- Problem 1
List every outreach method that the article on the Boston College peer education honors names for PEN.
- Problem 2
Transcribe the stretch of the Boston College peer education article from "At the general assembly of" through "training and comprehensiveness.".
- Problem 3
Summarize the article on the Boston College peer education honors in two sentences.

- Study text
+++

BC Peer Education Group Earns National Honors

BC Peer Education Group Earns National Honors

The Boston College Peer Education Network has once again received international recognition for its efforts in training undergraduates to address student health and safety issues.

At the general assembly of the BACCHUS & GAMMA Peer Education Network held at Kissimmee, Fla., in November, Boston College was presented with the Outstanding Affiliate Award, while senior James Hsu was named an Outstanding Student and a program he co-developed won Outstanding Program honors.

PEN's Outstanding Affiliate Award was its sixth such honor in the last seven years. Boston College Assistant Dean for Alcohol and Drug Education Kimberley Timpf, PEN's advisor, credited the group's success to its training and comprehensiveness.

"They are incredibly dedicated students," she said. "Their training is very comprehensive. They reach out in a lot of different ways. They survey the student body and create programs in response to students' needs. And they evaluate the programs for their effectiveness."

PEN's goals are to encourage good decision-making and healthy choices among students as well as to assure civility and respectful behavior on campus. PEN volunteers work to increase awareness and understanding of issues ranging from alcohol and other drugs, sexual assault, HIV/AIDS, eating disorders and body image, and related social issues. Their outreach, which also includes programs at local high schools and middle schools, utilizes drama, interactive presentations, skits, question-and-answer discussions, improvs, awareness campaigns and guest speakers, among other means.

Hsu, a political science major from Albuquerque, NM, was one of six Outstanding Student Award recipients from BACCHUS & GAMMA, a group of nearly 1,000 peer education affiliates from around the world with about 25,000 active members. Among his accomplishments was the co-development of Project MESA (Men Ending Sexual Assault), which was named one of six Outstanding Programs.

Project MESA's goal is to empower men to help combat the culture of rape and sexual assault, Hsu explains. "Traditionally, the topic of sexual assault was considered a women's issue and programs were designed to teach women how to avoid being victims of sexual assaults," said Hsu. "What we realized is that in 99 percent of the cases of rape or sexual assault, men are the perpetrators; therefore, rape and sexual assault cannot be viewed as a women's issue; by definition, we males are involved in the issue whether we like it or not."

Also at the general assembly, BC junior Jennifer Chow, a biology major from Bronx, NY, was elected to the national board of BACCHUS & GAMMA. She will represent some 50 New England colleges and universities.

+++

[Photo-based referring expression data]
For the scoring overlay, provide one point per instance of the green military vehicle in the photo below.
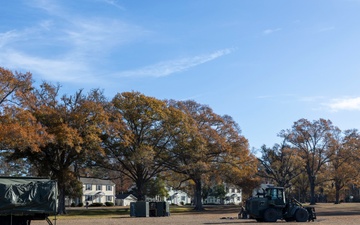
(23, 199)
(271, 206)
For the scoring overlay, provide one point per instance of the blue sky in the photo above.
(266, 63)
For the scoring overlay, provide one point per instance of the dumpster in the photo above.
(23, 199)
(139, 209)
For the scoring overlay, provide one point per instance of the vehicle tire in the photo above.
(301, 215)
(270, 215)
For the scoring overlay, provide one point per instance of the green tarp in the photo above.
(27, 196)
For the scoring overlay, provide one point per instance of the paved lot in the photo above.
(343, 214)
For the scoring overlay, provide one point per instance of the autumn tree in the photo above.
(11, 85)
(343, 169)
(141, 130)
(60, 133)
(313, 141)
(280, 164)
(210, 145)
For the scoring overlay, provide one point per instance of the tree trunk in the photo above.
(198, 197)
(61, 206)
(312, 190)
(337, 193)
(140, 192)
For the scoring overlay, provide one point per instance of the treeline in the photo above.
(44, 133)
(148, 141)
(316, 161)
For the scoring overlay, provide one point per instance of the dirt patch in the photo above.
(344, 214)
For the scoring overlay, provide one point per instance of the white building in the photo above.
(125, 199)
(233, 196)
(97, 190)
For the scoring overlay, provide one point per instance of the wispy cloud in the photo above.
(325, 29)
(169, 67)
(77, 43)
(270, 31)
(115, 4)
(341, 104)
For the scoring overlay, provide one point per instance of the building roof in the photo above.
(124, 196)
(95, 181)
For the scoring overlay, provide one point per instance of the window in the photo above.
(88, 187)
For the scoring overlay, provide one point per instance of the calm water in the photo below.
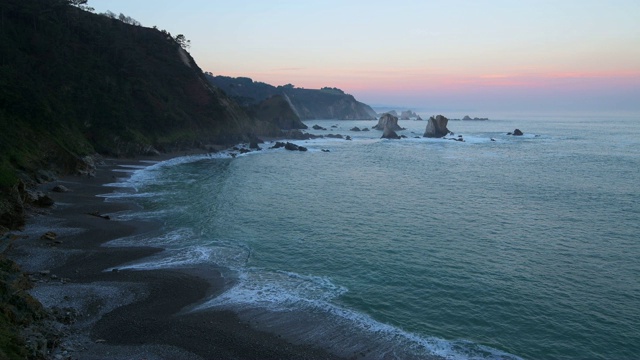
(522, 247)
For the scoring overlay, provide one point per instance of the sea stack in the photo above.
(388, 121)
(437, 127)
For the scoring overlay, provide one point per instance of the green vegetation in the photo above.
(17, 310)
(325, 103)
(73, 83)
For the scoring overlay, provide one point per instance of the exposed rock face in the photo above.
(437, 127)
(388, 121)
(389, 134)
(325, 103)
(408, 114)
(277, 111)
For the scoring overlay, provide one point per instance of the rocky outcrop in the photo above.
(277, 111)
(325, 103)
(437, 127)
(389, 134)
(387, 121)
(408, 114)
(468, 118)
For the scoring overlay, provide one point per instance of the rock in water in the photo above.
(388, 121)
(389, 134)
(437, 127)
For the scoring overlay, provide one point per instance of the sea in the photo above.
(495, 247)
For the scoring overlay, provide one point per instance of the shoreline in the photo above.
(129, 313)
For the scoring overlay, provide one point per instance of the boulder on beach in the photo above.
(388, 121)
(436, 127)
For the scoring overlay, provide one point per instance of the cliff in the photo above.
(73, 83)
(325, 103)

+++

- Task solution 1
drama, interactive presentations, skits, question-and-answer discussions, improvs, awareness campaigns, guest speakers

- Task solution 2
At the general assembly of the BACCHUS & GAMMA Peer Education Network held at Kissimmee, Fla., in November, Boston College was presented with the Outstanding Affiliate Award, while senior James Hsu was named an Outstanding Student and a program he co-developed won Outstanding Program honors.

PEN's Outstanding Affiliate Award was its sixth such honor in the last seven years. Boston College Assistant Dean for Alcohol and Drug Education Kimberley Timpf, PEN's advisor, credited the group's success to its training and comprehensiveness.

- Task solution 3
At the BACCHUS & GAMMA general assembly in November, the Boston College Peer Education Network won the Outstanding Affiliate Award, its sixth in seven years. Senior James Hsu was named an Outstanding Student, Project MESA (Men Ending Sexual Assault), which he co-developed, won Outstanding Program honors, and junior Jennifer Chow was elected to the national board of BACCHUS & GAMMA.